- _TRY IT_: Copy the records below character for character.

- _MATERIAL SHOWN_:
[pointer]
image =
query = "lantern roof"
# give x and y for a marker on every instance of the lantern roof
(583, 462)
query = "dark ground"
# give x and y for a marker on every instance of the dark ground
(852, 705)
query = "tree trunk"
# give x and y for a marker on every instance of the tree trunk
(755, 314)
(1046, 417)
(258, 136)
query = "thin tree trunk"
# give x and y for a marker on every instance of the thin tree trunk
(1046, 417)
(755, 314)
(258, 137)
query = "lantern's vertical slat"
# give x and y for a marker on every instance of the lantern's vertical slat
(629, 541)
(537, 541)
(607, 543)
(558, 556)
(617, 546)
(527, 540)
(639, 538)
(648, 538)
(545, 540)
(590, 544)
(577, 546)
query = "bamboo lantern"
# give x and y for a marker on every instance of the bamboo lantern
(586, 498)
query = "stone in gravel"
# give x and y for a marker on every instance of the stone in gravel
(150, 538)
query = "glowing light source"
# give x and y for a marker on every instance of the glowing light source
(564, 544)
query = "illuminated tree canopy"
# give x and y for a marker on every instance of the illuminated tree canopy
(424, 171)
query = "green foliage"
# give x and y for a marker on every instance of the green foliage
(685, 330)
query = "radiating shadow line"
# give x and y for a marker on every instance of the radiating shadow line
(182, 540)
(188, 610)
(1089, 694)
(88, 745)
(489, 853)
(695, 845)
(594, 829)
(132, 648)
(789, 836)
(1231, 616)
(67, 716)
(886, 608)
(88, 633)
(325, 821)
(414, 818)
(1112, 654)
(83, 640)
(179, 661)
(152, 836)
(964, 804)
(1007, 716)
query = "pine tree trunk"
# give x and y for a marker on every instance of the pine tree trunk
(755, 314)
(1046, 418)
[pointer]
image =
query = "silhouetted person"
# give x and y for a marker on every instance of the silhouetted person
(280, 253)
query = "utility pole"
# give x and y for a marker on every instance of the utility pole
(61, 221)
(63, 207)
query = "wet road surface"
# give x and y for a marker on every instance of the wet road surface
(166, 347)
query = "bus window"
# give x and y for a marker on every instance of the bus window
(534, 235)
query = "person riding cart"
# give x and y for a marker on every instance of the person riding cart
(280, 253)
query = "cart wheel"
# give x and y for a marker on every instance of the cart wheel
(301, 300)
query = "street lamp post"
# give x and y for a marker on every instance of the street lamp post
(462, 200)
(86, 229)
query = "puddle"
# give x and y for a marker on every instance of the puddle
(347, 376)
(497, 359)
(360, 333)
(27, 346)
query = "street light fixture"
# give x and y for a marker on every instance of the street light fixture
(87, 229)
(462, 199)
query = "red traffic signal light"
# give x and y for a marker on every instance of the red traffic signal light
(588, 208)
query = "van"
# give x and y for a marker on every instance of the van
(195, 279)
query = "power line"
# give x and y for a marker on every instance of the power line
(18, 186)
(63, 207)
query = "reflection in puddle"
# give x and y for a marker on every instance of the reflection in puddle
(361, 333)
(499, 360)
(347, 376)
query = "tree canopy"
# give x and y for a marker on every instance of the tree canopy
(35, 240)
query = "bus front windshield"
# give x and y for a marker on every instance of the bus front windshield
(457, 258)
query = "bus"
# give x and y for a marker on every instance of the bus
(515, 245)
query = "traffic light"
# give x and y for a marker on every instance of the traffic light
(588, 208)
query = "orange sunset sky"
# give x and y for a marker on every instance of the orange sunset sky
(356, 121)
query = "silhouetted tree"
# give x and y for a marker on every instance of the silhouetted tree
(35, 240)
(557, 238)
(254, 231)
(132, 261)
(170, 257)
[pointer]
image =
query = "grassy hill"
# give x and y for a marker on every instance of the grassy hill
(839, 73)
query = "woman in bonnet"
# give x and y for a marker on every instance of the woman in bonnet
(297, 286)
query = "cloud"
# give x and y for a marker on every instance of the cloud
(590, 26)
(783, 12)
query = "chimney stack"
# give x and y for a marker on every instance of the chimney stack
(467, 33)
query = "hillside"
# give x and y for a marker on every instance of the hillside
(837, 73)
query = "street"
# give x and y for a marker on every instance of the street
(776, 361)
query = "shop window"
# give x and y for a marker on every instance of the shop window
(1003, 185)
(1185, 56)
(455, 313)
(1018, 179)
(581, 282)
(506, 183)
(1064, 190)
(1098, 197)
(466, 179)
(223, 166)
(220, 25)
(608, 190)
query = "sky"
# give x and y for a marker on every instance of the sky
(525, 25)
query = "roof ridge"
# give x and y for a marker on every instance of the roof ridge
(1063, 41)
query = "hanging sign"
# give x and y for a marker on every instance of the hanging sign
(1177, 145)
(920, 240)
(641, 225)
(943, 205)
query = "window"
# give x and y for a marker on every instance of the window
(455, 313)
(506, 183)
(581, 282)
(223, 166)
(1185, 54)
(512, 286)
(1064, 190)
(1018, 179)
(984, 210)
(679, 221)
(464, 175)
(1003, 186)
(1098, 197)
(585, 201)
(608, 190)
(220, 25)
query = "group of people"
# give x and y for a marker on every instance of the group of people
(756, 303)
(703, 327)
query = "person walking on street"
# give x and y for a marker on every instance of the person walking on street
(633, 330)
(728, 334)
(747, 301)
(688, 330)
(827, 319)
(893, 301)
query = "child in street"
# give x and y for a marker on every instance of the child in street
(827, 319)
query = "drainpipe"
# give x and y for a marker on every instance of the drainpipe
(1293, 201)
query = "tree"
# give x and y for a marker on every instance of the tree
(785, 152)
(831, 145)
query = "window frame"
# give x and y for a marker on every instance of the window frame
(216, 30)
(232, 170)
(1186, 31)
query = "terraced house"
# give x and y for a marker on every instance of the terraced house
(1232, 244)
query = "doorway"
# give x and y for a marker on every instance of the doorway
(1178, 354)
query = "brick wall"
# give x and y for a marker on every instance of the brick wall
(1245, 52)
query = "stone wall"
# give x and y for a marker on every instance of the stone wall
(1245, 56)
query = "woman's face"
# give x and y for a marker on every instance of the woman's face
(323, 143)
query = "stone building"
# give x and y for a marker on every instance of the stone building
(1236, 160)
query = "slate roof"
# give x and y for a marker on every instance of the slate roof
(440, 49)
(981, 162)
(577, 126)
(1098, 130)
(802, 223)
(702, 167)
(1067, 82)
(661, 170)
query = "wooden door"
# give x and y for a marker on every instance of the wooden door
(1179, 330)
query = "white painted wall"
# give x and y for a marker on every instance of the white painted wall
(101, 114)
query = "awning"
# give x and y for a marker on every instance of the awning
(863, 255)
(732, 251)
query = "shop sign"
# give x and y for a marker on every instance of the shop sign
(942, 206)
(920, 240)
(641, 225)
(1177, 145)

- _FINISHED EXERCISE_:
[pointer]
image =
query = "lantern roof"
# give x and y for a marker on every instance of the lantern roof
(583, 462)
query = "dark ground"
# give x and y for a marker on every instance of the dark ground
(852, 705)
query = "tree trunk"
# give x and y for a marker on every instance of the tree trunk
(755, 314)
(1046, 417)
(258, 136)
query = "thin tree trunk"
# give x and y for a marker on every instance of the thin tree trunk
(1046, 417)
(755, 314)
(258, 137)
query = "lantern's vertical slat"
# give x and y for a marker on every instance of the lantern's vertical slat
(629, 541)
(537, 541)
(607, 543)
(558, 556)
(617, 546)
(527, 540)
(639, 538)
(648, 538)
(545, 540)
(590, 544)
(577, 546)
query = "bamboo lantern"
# give x and y for a marker on every instance of the bamboo lantern
(586, 498)
query = "stone in gravel"
# give x and y for a marker on every instance of the stone in gravel
(150, 538)
query = "glowing light source"
# give x and y for a marker on every instance of the glowing light source
(564, 544)
query = "illuminated tree canopy"
# give x and y for a marker on every instance of the illuminated tree canopy
(424, 171)
query = "green foliage"
# give x and y for a marker on every instance of the green foliage
(685, 330)
query = "radiating shadow line"
# give x and y for a marker on every instance of the radiating shadow line
(182, 540)
(188, 610)
(1089, 694)
(88, 745)
(489, 853)
(695, 845)
(594, 829)
(132, 648)
(789, 836)
(1231, 616)
(67, 716)
(886, 608)
(88, 633)
(325, 821)
(414, 818)
(1112, 654)
(83, 640)
(179, 661)
(152, 836)
(964, 804)
(1007, 716)
query = "pine tree trunk"
# give x and y for a marker on every instance of the pine tree trunk
(755, 314)
(1046, 418)
[pointer]
image =
query = "silhouetted person"
# give x and y for a marker on every instance of the silhouetted person
(280, 253)
query = "utility pole"
# give x and y for a marker on every instance of the utility pole
(61, 221)
(63, 207)
query = "wet road surface"
# give x and y for a marker on every instance of the wet road surface
(166, 347)
query = "bus window"
# give x and y for a marker on every instance of the bus window
(534, 235)
query = "person riding cart"
# give x and y for a marker on every instance of the person riding cart
(280, 253)
query = "cart wheel"
# give x and y for a marker on every instance of the cart wheel
(301, 300)
query = "street lamp post"
# give x and y for a marker on every instance of the street lamp post
(462, 200)
(86, 229)
query = "puddle"
# give x and y for a marker on every instance of the puddle
(347, 376)
(497, 359)
(360, 333)
(27, 346)
query = "street light fixture"
# give x and y for a marker on every instance of the street light fixture
(87, 229)
(462, 199)
query = "red traffic signal light"
# give x and y for a marker on every instance of the red traffic signal light
(588, 208)
query = "van"
# give x and y for a marker on every instance of the van
(195, 279)
query = "power line"
# give x and y for a marker on every instance of the power line
(18, 186)
(63, 207)
query = "reflection in puddle"
# give x and y for a marker on every instance of the reflection in puddle
(361, 333)
(499, 360)
(347, 376)
query = "tree canopy"
# give x and y for a marker on every instance of the tree canopy
(35, 240)
query = "bus front windshield"
# give x and y for a marker on every instance of the bus front windshield
(457, 258)
query = "bus"
# give x and y for a marker on every instance of the bus
(515, 245)
query = "traffic light"
# give x and y for a marker on every instance of the traffic light
(588, 208)
query = "orange sunset sky"
# give x and y for a marker on every instance of the orange sunset sky
(356, 121)
query = "silhouetted tree"
# give x and y for a marker on every instance of the silhouetted tree
(35, 240)
(557, 238)
(254, 231)
(132, 261)
(170, 257)
[pointer]
image =
query = "grassy hill"
# give x and y for a marker on every instance of the grassy hill
(839, 73)
query = "woman in bonnet"
# give x and y for a marker on every instance of the woman in bonnet
(297, 286)
query = "cloud"
# give x and y for a marker on every instance of the cloud
(590, 26)
(783, 12)
query = "chimney stack"
# give x and y for a marker on every instance of the chimney stack
(467, 33)
query = "hillside"
# give x and y for a marker on every instance of the hillside
(837, 73)
query = "street"
# give x and y for a marker on every instance of the street
(776, 361)
query = "shop window"
# give x and y for a marker on every instance of the shop window
(1003, 185)
(1185, 56)
(455, 313)
(1018, 179)
(581, 282)
(506, 183)
(1064, 190)
(1098, 197)
(466, 179)
(223, 166)
(220, 25)
(608, 190)
query = "sky"
# give x and y for a marker on every instance of the sky
(525, 25)
query = "roof ridge"
# give x and y for a marker on every instance of the roof ridge
(1063, 41)
query = "hanging sign"
# give x and y for a marker on every instance of the hanging sign
(1177, 145)
(920, 240)
(641, 225)
(943, 205)
query = "window"
# give x and y for a marker on every instance of the window
(455, 313)
(506, 183)
(581, 282)
(223, 166)
(1185, 54)
(512, 286)
(1064, 190)
(1018, 179)
(984, 210)
(679, 221)
(464, 175)
(1003, 186)
(1098, 197)
(585, 201)
(608, 190)
(220, 25)
query = "group of people"
# give x and y for a marker on every instance of the group of people
(756, 303)
(703, 327)
query = "person walking on street"
# give x and y for a marker on every instance of the person walking on street
(633, 330)
(728, 334)
(747, 301)
(688, 330)
(827, 319)
(893, 301)
query = "child in street"
# give x and y for a marker on every instance of the child in street
(827, 319)
query = "drainpipe"
# give x and y for a marker on every instance of the drainpipe
(1293, 201)
query = "tree"
# give x and y for a marker on every instance of the tree
(785, 152)
(831, 145)
query = "window frame"
# give x and y for a marker on every instance of the window frame
(216, 30)
(232, 170)
(1186, 31)
query = "terraced house"
# give x and y for a marker on every instance of the terraced house
(1232, 244)
query = "doorway"
# give x and y for a marker on every instance of the doorway
(1178, 354)
query = "brick wall"
# give x and y for a marker on every instance of the brick wall
(1245, 52)
query = "stone wall"
# give x and y for a marker on every instance of the stone wall
(1245, 56)
query = "woman's face"
# give x and y for a marker on every instance of the woman's face
(323, 143)
query = "stone building"
# give x and y for a marker on every instance of the stone building
(1236, 160)
query = "slate roof"
# give x and y for a marker on every instance of the slate roof
(440, 49)
(981, 162)
(577, 126)
(1098, 130)
(802, 223)
(702, 167)
(1067, 82)
(661, 170)
query = "wooden door"
# give x and y for a marker on every instance of the wooden door
(1179, 330)
query = "white painted wall"
# give x and y for a marker on every instance of the white painted wall
(101, 114)
query = "awning"
# give x and y for a marker on every instance of the awning
(863, 255)
(732, 251)
query = "shop sign"
# give x and y for a marker on every instance of the shop sign
(942, 206)
(920, 240)
(641, 225)
(1177, 145)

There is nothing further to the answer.